[Records contained in a dataset]
== == ==
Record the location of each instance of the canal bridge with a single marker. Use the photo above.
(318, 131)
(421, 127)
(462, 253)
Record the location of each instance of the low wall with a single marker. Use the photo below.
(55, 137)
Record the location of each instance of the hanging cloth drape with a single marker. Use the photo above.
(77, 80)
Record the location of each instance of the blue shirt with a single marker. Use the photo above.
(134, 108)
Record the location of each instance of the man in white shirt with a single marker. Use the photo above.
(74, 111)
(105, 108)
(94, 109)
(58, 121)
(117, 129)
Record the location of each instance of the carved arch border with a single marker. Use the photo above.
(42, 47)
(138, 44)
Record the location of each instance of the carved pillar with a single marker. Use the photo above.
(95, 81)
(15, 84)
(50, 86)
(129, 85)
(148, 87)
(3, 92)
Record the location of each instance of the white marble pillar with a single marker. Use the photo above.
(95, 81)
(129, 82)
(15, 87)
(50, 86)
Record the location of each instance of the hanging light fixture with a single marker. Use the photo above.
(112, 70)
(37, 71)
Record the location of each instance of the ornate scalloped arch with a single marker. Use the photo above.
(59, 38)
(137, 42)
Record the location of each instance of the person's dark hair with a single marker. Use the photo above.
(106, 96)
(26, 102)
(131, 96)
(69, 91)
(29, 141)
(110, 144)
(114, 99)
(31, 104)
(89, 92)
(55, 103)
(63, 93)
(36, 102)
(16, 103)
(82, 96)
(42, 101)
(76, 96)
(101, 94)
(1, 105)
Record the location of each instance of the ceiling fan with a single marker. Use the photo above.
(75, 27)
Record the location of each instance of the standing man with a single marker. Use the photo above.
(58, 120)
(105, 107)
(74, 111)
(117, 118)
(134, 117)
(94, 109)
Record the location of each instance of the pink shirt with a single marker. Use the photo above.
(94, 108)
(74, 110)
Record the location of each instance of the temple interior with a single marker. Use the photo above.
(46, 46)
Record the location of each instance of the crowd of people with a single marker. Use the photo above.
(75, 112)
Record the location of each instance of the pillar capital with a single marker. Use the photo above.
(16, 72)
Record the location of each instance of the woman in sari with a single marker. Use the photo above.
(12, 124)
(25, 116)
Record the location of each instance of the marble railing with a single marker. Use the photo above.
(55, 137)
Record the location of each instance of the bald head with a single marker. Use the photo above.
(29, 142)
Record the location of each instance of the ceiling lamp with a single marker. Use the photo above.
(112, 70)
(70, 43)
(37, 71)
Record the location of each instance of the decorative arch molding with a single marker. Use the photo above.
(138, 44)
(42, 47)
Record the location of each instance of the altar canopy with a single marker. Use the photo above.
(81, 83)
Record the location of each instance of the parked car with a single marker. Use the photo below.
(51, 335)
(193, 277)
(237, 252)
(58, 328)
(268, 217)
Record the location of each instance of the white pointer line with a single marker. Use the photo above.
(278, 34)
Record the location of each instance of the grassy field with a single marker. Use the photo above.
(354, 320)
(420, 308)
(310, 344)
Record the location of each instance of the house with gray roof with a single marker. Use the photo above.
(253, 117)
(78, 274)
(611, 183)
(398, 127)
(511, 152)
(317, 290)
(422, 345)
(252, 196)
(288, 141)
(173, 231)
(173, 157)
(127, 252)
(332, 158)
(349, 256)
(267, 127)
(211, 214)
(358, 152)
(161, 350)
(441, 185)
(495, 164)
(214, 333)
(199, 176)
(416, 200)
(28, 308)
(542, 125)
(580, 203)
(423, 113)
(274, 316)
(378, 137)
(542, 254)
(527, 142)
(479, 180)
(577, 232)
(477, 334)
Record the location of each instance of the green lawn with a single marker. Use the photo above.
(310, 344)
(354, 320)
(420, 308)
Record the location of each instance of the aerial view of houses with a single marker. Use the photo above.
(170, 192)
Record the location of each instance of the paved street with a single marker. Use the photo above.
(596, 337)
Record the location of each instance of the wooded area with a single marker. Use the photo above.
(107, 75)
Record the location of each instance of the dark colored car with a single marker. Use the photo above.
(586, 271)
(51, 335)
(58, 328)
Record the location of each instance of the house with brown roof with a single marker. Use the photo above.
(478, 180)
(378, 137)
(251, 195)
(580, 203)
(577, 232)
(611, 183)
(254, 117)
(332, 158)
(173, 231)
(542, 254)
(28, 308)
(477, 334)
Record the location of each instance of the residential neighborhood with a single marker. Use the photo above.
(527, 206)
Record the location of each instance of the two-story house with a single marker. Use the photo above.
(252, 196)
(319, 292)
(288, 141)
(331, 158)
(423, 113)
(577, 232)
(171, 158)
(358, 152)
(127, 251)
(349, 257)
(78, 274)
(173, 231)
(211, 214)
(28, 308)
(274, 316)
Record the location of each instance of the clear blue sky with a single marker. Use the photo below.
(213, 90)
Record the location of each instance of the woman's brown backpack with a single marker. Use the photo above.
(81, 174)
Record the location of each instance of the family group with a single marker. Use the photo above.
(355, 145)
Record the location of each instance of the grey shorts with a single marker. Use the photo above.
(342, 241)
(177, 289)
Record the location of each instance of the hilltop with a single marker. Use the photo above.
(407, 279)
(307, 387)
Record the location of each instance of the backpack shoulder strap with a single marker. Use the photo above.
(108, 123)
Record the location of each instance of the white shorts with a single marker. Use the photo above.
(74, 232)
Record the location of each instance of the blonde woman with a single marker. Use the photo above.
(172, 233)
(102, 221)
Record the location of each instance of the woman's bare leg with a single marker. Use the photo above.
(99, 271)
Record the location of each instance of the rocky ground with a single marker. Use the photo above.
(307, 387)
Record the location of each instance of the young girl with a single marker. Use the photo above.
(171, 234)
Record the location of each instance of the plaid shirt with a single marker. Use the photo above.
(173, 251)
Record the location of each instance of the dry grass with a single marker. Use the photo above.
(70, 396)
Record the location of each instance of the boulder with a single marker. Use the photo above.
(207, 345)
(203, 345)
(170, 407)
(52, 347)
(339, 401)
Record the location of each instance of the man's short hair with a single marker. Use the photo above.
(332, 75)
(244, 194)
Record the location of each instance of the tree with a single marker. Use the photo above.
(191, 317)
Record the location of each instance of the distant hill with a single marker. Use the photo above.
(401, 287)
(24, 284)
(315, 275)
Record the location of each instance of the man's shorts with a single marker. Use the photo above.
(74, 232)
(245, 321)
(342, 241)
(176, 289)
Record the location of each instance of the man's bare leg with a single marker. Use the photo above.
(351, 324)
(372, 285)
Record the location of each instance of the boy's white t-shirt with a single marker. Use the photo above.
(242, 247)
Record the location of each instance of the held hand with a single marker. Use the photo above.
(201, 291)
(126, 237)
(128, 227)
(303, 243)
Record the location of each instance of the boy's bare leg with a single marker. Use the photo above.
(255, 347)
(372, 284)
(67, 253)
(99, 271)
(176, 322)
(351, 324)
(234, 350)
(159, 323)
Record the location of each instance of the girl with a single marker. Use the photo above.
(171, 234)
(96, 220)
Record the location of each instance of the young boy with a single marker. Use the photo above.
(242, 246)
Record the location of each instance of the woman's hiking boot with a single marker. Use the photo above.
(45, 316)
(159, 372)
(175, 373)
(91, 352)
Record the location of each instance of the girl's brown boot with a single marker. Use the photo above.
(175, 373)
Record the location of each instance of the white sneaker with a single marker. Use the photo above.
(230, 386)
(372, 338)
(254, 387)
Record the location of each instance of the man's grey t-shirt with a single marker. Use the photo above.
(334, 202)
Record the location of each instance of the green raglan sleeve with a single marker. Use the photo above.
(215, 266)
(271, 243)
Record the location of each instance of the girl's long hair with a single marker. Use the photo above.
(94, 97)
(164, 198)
== == ==
**Instructions for the task:** Please copy the listing again, starting at the line that has "Record the location of each instance of the boy's bare" and stopping after its final line. Increase every point coordinate by 62 and keep all other lines as they are.

**Worked answer:**
Record the location of each instance of the boy's bare leg with a single marker. Use the photo above.
(317, 409)
(434, 346)
(129, 315)
(161, 333)
(238, 384)
(413, 386)
(296, 412)
(221, 385)
Record the location of each instance of the girl with a single marker. Use the photo above.
(233, 296)
(158, 282)
Record the location of each instance of the young boy with a single marker. Use the photo above.
(304, 308)
Record the location of each instance of the woman's hiking boot with a single marker. Use the photo above.
(107, 378)
(221, 434)
(237, 435)
(153, 414)
Record the location of each instance of the girl's brown boot with a single marker. Use the photo above.
(237, 435)
Record the location of each instance of the white sneaker with a single marker. Use the photo above.
(292, 448)
(434, 400)
(316, 449)
Record the location of each instance of the man's grey t-shirt with a single marker. Use the photo above.
(396, 264)
Record the location of each instance of the green raglan sleeve with a single marker. Use the photo above.
(277, 328)
(333, 305)
Record the location of each instance of the girl's long hair with a single marker. Use the photo above.
(156, 159)
(226, 260)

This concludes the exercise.